***** Supplied data *****

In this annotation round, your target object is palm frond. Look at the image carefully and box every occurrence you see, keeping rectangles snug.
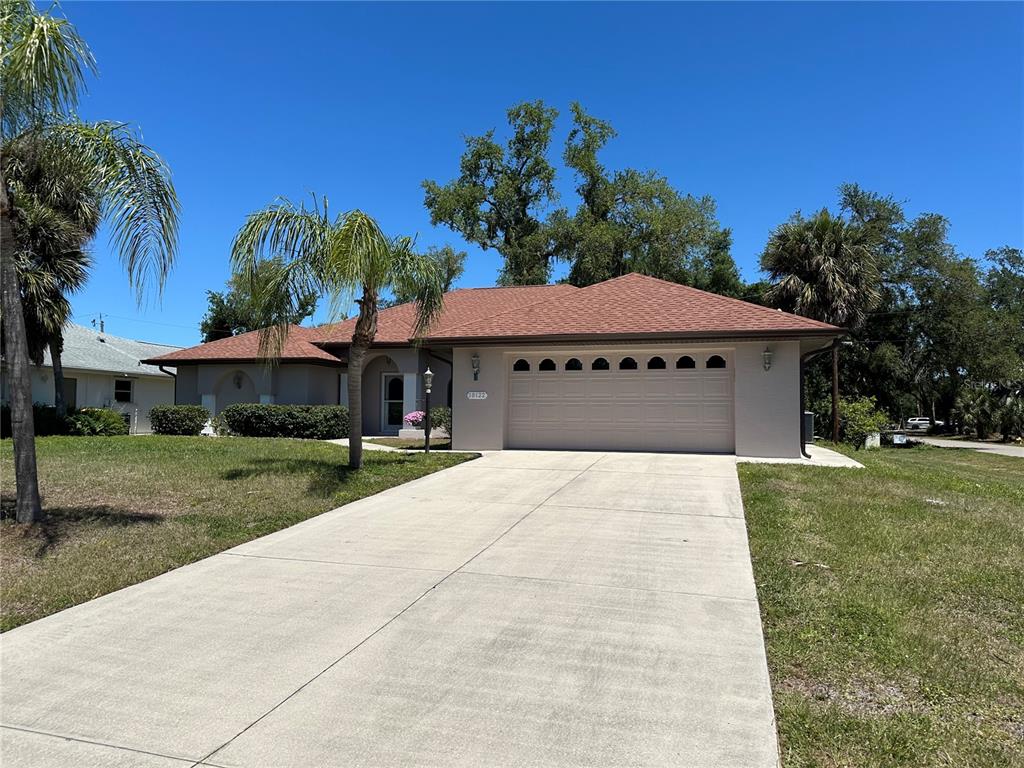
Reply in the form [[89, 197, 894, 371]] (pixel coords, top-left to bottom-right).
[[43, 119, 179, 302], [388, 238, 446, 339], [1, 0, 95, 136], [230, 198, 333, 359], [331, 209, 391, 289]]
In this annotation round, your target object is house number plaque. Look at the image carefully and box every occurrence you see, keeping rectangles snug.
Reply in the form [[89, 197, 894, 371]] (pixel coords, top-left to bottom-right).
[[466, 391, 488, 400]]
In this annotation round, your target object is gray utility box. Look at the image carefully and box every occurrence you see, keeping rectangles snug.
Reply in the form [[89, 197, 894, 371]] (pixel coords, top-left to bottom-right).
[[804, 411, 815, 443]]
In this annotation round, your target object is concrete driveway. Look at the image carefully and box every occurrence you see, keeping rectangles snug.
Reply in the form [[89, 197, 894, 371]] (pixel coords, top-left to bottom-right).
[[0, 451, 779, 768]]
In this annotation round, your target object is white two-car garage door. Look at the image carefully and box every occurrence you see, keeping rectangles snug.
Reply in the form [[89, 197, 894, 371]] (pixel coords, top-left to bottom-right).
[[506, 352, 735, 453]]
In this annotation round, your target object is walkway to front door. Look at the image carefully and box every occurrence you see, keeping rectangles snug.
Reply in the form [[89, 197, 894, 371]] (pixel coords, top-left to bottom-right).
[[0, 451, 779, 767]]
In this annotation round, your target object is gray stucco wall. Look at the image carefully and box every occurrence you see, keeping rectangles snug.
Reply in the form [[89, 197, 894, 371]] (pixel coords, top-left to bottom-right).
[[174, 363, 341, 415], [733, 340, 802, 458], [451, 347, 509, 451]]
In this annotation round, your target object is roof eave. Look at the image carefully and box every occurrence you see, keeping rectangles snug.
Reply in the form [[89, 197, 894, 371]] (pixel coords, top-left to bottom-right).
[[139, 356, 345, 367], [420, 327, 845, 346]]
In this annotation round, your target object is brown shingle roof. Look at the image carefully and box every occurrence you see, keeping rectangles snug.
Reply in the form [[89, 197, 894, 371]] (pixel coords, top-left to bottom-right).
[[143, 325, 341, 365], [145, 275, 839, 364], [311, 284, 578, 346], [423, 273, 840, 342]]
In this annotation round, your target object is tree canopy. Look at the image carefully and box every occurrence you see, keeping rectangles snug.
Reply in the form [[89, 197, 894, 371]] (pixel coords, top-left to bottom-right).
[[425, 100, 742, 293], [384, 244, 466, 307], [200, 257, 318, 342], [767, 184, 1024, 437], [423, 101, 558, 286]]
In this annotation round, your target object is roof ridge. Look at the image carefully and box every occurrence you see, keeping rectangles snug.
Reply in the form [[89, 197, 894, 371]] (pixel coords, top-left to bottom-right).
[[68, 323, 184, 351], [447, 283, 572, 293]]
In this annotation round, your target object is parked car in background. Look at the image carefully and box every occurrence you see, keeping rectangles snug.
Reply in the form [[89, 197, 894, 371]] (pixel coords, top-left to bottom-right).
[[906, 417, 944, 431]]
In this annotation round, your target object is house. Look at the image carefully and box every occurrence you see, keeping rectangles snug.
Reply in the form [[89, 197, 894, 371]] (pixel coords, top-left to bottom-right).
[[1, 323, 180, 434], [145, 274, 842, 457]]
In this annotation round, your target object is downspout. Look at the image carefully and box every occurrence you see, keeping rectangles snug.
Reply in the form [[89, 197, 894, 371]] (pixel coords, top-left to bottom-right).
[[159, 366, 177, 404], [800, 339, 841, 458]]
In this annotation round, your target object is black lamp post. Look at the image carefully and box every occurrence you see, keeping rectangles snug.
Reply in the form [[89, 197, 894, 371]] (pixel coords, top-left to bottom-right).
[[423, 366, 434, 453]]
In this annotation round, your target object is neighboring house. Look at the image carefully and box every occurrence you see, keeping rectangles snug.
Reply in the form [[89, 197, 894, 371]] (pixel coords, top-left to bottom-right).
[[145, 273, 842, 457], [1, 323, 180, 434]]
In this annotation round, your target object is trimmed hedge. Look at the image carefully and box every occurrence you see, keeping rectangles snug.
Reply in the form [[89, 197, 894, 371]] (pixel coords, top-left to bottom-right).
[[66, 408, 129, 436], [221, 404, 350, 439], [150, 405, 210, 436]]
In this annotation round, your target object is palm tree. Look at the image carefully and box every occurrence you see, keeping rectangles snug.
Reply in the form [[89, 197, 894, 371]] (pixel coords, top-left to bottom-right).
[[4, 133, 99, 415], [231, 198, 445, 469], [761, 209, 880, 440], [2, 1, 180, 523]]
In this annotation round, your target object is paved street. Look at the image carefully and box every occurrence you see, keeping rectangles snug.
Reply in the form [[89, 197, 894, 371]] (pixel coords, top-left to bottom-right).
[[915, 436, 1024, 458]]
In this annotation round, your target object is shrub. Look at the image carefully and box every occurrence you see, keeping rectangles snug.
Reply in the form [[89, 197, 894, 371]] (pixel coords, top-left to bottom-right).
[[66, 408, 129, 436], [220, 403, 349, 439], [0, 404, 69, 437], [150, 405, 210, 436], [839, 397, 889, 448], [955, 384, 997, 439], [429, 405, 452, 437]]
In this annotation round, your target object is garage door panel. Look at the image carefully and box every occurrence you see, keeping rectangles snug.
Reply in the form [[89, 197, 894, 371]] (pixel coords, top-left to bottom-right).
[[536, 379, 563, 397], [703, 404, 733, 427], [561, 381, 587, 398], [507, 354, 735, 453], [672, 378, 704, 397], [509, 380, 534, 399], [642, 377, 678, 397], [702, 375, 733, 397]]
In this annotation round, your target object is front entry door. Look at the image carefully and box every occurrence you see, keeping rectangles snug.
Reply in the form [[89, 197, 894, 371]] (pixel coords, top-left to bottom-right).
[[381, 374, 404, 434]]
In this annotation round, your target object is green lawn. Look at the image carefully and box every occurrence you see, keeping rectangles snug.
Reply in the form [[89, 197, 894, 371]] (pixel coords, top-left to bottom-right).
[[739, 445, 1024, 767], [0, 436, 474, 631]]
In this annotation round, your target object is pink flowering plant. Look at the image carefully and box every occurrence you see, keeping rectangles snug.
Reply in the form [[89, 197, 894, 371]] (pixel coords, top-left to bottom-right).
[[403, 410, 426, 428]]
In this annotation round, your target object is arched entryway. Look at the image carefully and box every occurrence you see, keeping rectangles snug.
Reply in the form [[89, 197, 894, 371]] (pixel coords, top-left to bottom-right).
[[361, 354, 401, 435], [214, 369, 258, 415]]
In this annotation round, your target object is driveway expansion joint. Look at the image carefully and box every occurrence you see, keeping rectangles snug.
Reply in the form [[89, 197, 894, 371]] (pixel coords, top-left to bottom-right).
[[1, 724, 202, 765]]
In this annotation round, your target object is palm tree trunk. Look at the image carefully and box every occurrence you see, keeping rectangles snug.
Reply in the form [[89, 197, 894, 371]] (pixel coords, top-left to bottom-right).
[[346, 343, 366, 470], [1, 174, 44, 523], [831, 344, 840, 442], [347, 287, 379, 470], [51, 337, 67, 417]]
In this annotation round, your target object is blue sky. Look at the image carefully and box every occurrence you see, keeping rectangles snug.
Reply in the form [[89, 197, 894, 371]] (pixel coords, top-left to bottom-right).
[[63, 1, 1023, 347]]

*****

> _Task item_
Write the entries out again word for word. Omit all pictures from them.

> _Problem solution_
In this annotation round, your target object is palm frond. Look at the image carefully and box every occurrence you see, keeping rectangles snug.
Reply in the form [[89, 197, 894, 371]] (pixel coords, top-left to bottom-right).
[[43, 119, 179, 302], [388, 238, 446, 339], [1, 0, 95, 136], [230, 198, 333, 359], [331, 209, 391, 289]]
In this annotation round, your target object is house number plaque. Look at the image carefully and box every occurrence you see, keeping rectangles snug.
Reply in the form [[89, 197, 894, 371]] (pixel coords, top-left to bottom-right).
[[466, 391, 488, 400]]
In this annotation round, your target object is gray utility box. Look at the image carefully and box every occurrence you see, keeping rectangles snug.
Reply in the form [[89, 197, 894, 371]] (pixel coords, top-left to bottom-right).
[[804, 411, 815, 443]]
In this annotation round, your target object is concrete driveway. Look at the image carefully and box every occurrence you see, keeping rectangles snug.
Reply in the form [[89, 197, 894, 371]] (pixel coords, top-left to bottom-right).
[[0, 451, 779, 768]]
In this annotation round, your target object is white two-car garage door. Look at the image carefully and box every occurrence you see, keeping rectangles snug.
Reply in the form [[89, 197, 894, 371]] (pixel coords, top-left to bottom-right).
[[506, 352, 735, 453]]
In this annotation round, your target object is walkway to front door. Look at the image carefully and box every occurrence you see, keeping rectangles snug.
Reply in the form [[89, 197, 894, 371]] (pixel coords, top-left to bottom-right).
[[0, 451, 779, 767]]
In this annotation round, your target object is gray stucco wall. Look at the image carefully and box every occurrence you see, keeping rectangles snug.
Reply in the form [[89, 197, 894, 371]] (pixel coords, top-left to bottom-right).
[[174, 363, 341, 415], [733, 340, 802, 458], [451, 347, 509, 451]]
In this annotation round, your target object is roof eave. Look at the image carefully and box every occurrence you see, keeping rectangles snug.
Reply in the form [[89, 197, 894, 371]] (pixel coords, top-left to bottom-right).
[[139, 356, 345, 367], [420, 327, 845, 346]]
In this annotation round, your target object is brown shingle roof. Look at the image carefully and box every occurrence you see, keeping rectangles snug.
Reply in the form [[89, 197, 894, 371]] (pixel coords, top-left to bottom-right).
[[143, 325, 341, 365], [145, 275, 839, 364], [311, 284, 578, 346], [423, 273, 840, 342]]
In this annotation round, your target object is tree canopy. Look at the image carefully and box every occurrence you see, keeping rectangles snug.
Reply in the form [[89, 197, 894, 371]] (pixel coords, top-left to bottom-right).
[[425, 100, 742, 293], [384, 244, 466, 307], [200, 257, 318, 342], [767, 184, 1024, 437], [423, 101, 558, 286]]
In this annotation round, your target object is roof ridge. Look at the image carefully and box every occurrence you see, keeping rectangles snug.
Reply in the form [[89, 197, 894, 371]] (pixel coords, top-left to bottom-right).
[[68, 323, 184, 351], [447, 283, 572, 293]]
In this annotation round, your target object is parked car in background. Look at the image carefully and box every occurrence you see, keeping rectangles snug.
Reply in the form [[89, 197, 894, 371]] (pixel coords, top-left to bottom-right).
[[906, 417, 944, 431]]
In this annotation round, your target object is house. Look at the image carefully and box every occurrence you see, keeping rectangles snug.
Reply in the form [[89, 197, 894, 371]] (pixel coords, top-left to bottom-right).
[[1, 323, 180, 434], [145, 274, 842, 457]]
In this annotation round, your target object is downspout. Look at the image carefully and box every occurrence you see, keeping rectangles snug.
Reply in the form [[89, 197, 894, 371]] (pixel coords, top-left to bottom-right).
[[159, 366, 177, 404], [800, 339, 841, 458]]
In this annotation round, your target object is black lamp post. Look at the image carefully and box every occurrence you see, keeping rectangles snug.
Reply in the form [[89, 197, 894, 371]] (pixel coords, top-left to bottom-right).
[[423, 366, 434, 453]]
In this annotation round, your target object is neighboring house. Look at the image carefully and box every occurrence you see, keeping rectangles snug.
Reply in the form [[89, 197, 894, 371]] (pixel coords, top-left to bottom-right).
[[145, 273, 842, 457], [1, 323, 180, 434]]
In this annotation round, your target object is trimmed hedge. Look at the image carefully and box every occurrence you see, keeping rectangles snug.
Reply in the form [[89, 197, 894, 371]] (pixel coords, top-left to bottom-right).
[[66, 408, 129, 436], [221, 404, 350, 439], [150, 405, 210, 436]]
In this annotation round, your target object is palm tree. Look at the image carefully and box every occurrence you see, keeping rectangles snug.
Reply in the form [[89, 197, 894, 371]] (pixel coords, top-left to bottom-right).
[[4, 133, 99, 415], [231, 198, 445, 469], [761, 209, 880, 440], [2, 1, 180, 523]]
In this annotation round, your target object is paved street. Look at the image carefully and box every occurrence you see, keeping rectangles snug.
Reply in the form [[89, 197, 894, 371]] (pixel coords, top-left to bottom-right).
[[915, 436, 1024, 458]]
In this annotation round, your target object is shrub. Look at the image carefully and box every occurrence you see, keeping rectangles snug.
Reply in the form [[89, 197, 894, 371]] (pixel coords, top-left to bottom-right).
[[66, 408, 129, 436], [220, 403, 349, 439], [0, 404, 69, 437], [150, 405, 210, 436], [839, 397, 889, 448], [955, 384, 997, 439], [429, 405, 452, 437]]
In this annotation round, your target object is garage door panel. Look at the image carefully and box every occurrence you see, keeping rectangles snug.
Reply in the form [[89, 197, 894, 371]] (pixel coords, top-left to bottom-right).
[[536, 379, 563, 397], [703, 404, 733, 427], [561, 381, 587, 398], [507, 354, 735, 453], [672, 378, 704, 397], [509, 380, 534, 399], [642, 377, 678, 397], [702, 375, 733, 397]]
In this annotation round, your target object is front entry door. Look at the image carefully and box every occurrence you see, keeping rectangles snug.
Reply in the form [[89, 197, 894, 371]] (pixel coords, top-left to bottom-right).
[[381, 374, 404, 434]]
In this annotation round, your target object is green lawn. Look at the image carefully and box every occurrence you see, keeping rectangles snug.
Reply in the form [[89, 197, 894, 371]] (pixel coords, top-left to bottom-right).
[[739, 445, 1024, 767], [0, 436, 474, 631]]
In this annotation round, your target object is pink flowering plant. Look at the image carefully and box every occurrence you see, keeping rectangles snug.
Reply in the form [[89, 197, 894, 371]] (pixel coords, top-left to bottom-right).
[[403, 410, 426, 428]]
In this annotation round, your target object is arched entryway. Look at the image carefully and box every occurrence you see, keeping rectangles snug.
Reply in the form [[89, 197, 894, 371]] (pixel coords, top-left to bottom-right).
[[361, 354, 401, 435], [214, 369, 258, 415]]
In this annotation round, your target object is driveway expansion joint. Look at the image carefully and box every occurrence you see, keeping rectangles snug.
Reply in the form [[89, 197, 894, 371]] (pixel coords, top-left to bottom-right).
[[1, 724, 202, 765]]
In this annotation round, your target object is palm tree trunk. Look at the image carefully and box every occurrence you see, keeping rectangles snug.
Reply in the form [[89, 197, 894, 371]] (pixel coords, top-left to bottom-right).
[[346, 343, 366, 470], [1, 174, 44, 523], [831, 344, 840, 442], [347, 287, 379, 470], [51, 337, 67, 417]]
In this annotation round, your target object is blue sky. Look at the image carefully and box every occurrence you see, keeping rectangles snug.
Reply in the form [[89, 197, 894, 371]] (pixel coords, top-left to bottom-right).
[[63, 1, 1023, 347]]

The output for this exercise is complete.